_DOCUMENT EXTRACT:_
· · · · · · ·
Washington: The United States will deploy a missile- defence system to Guam in coming weeks as a "precautionary move" against North Korea's ballistic missile threat, the Pentagon said.
"This deployment will strengthen defence capabilities for American citizens in the US territory of Guam and US forces stationed there," the US Defence Department said Wednesday.
North Korea a 'real and clear danger'
North Korea represents 'a real and clear danger' to the U.S. and its Asian allies, says US Secretary of Defense Chuck Hagel.
The Terminal High-Altitude Area Defence program, or Thaad, that is being deployed is a land-based system made by Lockheed Martin Corp. that uses truck-mounted launchers to intercept missiles. The decision to send it to Guam is the latest US military response to North Korea's heightened rhetoric. Two Navy destroyers were deployed to the western Pacific this week.
· · · · · · ·
_WORK REQUEST:_ Can you reproduce, word for word, everything in the Guam missile-defense article from "The Terminal High-Altitude" down to "Pacific this week."? The data is separate material with no connection to the Guam missile-defense article.
· · · · · · ·
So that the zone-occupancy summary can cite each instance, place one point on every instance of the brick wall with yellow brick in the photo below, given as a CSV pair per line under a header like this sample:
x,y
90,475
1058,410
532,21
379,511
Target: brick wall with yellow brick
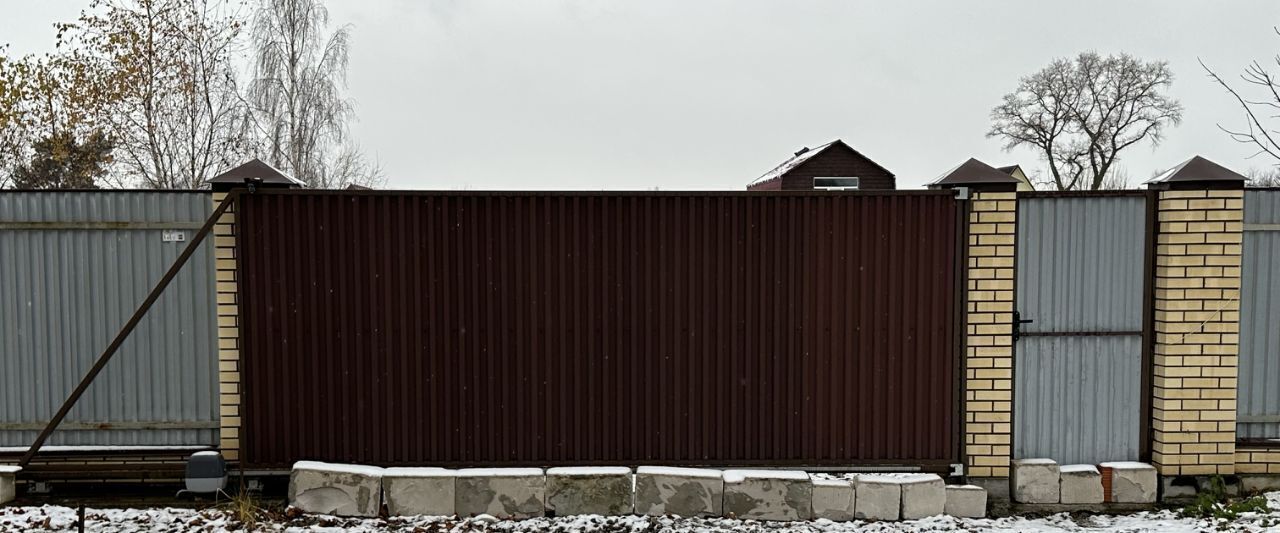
x,y
1197,332
988,335
228,331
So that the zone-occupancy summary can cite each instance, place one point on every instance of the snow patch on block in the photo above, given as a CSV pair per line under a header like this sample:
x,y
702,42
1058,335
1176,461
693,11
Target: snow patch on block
x,y
503,492
832,499
923,496
877,496
419,491
1034,481
1132,482
589,491
337,490
965,501
679,491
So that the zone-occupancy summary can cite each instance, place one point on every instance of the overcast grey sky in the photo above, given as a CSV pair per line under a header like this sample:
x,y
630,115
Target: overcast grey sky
x,y
708,95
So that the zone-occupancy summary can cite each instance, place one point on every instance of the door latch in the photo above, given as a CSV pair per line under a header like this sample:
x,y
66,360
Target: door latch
x,y
1018,324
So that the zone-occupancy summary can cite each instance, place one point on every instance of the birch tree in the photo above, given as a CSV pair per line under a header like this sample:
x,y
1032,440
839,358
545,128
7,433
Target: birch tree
x,y
298,95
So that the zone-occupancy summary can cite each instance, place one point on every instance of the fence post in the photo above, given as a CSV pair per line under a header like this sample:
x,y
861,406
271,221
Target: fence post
x,y
988,336
1197,317
252,174
228,332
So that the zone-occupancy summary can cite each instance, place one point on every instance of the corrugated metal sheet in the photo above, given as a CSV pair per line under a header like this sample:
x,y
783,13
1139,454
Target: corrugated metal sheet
x,y
598,328
73,267
1260,318
1078,393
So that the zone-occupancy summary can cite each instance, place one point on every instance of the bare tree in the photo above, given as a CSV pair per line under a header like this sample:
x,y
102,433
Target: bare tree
x,y
1080,114
174,109
1258,110
298,95
1264,178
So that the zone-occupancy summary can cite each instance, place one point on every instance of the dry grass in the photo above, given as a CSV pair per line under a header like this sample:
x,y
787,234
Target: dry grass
x,y
245,509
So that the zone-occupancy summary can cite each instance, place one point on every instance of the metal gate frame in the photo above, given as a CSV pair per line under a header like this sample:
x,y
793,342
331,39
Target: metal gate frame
x,y
1148,296
960,235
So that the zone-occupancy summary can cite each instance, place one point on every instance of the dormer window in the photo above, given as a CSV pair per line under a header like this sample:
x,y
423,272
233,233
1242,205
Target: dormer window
x,y
845,183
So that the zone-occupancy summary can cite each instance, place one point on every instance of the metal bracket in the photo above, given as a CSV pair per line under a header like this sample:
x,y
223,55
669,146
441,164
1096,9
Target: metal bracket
x,y
1018,324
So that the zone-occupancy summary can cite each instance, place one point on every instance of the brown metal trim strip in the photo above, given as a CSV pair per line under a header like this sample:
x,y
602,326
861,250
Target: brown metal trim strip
x,y
1148,327
51,226
1079,194
108,426
597,194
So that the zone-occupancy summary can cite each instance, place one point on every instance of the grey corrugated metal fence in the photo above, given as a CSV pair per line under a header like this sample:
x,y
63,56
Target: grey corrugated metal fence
x,y
73,267
1078,369
1258,404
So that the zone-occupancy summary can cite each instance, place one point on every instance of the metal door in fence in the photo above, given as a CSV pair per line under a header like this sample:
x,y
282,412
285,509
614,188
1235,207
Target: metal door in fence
x,y
1078,363
402,328
1258,408
73,268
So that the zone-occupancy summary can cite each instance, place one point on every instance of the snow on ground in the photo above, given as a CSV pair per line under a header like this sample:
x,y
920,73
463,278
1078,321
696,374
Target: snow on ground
x,y
63,519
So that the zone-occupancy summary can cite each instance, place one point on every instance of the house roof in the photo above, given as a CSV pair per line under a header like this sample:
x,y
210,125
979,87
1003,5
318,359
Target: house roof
x,y
1197,169
256,169
804,155
974,172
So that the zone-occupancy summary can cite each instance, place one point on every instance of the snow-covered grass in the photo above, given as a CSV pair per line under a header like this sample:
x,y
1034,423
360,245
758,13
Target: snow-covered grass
x,y
59,519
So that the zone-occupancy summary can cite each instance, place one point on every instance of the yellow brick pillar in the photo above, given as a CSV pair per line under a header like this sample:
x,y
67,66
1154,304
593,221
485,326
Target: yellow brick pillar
x,y
988,335
1197,331
228,332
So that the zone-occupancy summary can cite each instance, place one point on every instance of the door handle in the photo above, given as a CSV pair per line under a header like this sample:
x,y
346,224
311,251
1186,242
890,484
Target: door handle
x,y
1018,324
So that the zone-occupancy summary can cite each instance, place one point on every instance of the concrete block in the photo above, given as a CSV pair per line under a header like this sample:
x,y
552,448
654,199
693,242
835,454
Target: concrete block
x,y
1248,483
768,495
1080,484
419,491
1176,487
832,497
1132,482
8,483
679,491
502,492
589,491
997,488
337,490
1034,481
878,497
923,495
965,501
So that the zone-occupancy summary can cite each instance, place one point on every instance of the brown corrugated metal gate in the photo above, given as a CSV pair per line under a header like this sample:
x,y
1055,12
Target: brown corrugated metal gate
x,y
414,328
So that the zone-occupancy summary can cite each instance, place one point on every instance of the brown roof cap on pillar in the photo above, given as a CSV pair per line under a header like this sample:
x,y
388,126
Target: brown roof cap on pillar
x,y
974,173
255,169
1197,171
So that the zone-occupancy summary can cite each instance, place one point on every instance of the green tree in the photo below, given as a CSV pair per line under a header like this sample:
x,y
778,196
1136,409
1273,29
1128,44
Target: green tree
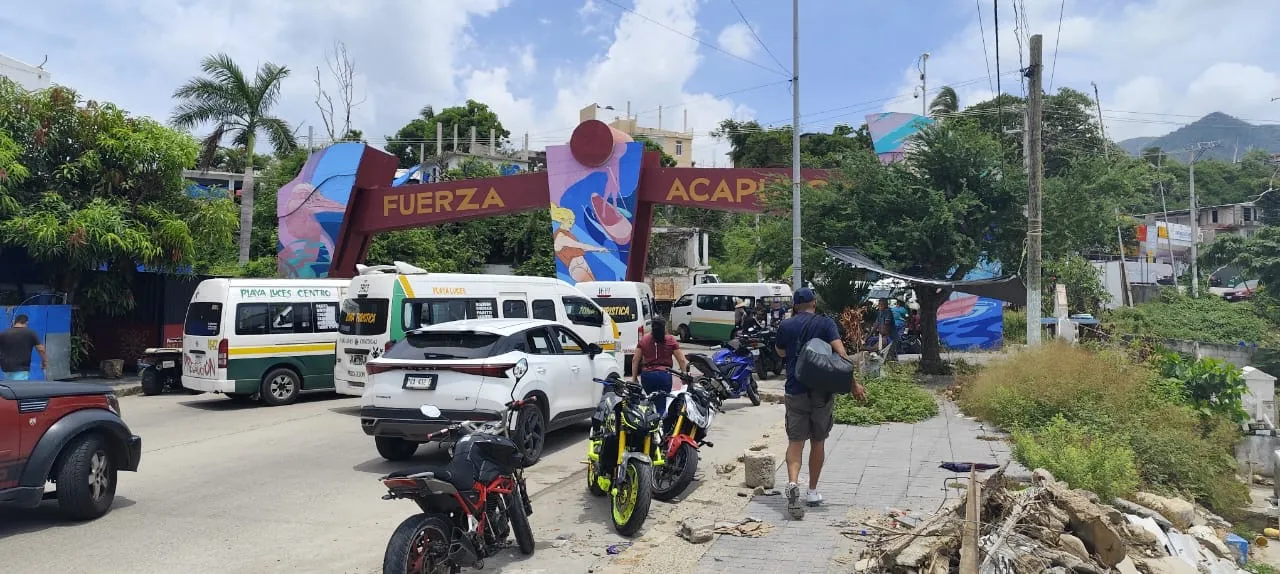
· · · · · · ·
_ANSWER TO THIS PROBLEM:_
The Terminal High-Altitude Area Defence program, or Thaad, that is being deployed is a land-based system made by Lockheed Martin Corp. that uses truck-mounted launchers to intercept missiles. The decision to send it to Guam is the latest US military response to North Korea's heightened rhetoric. Two Navy destroyers were deployed to the western Pacific this week.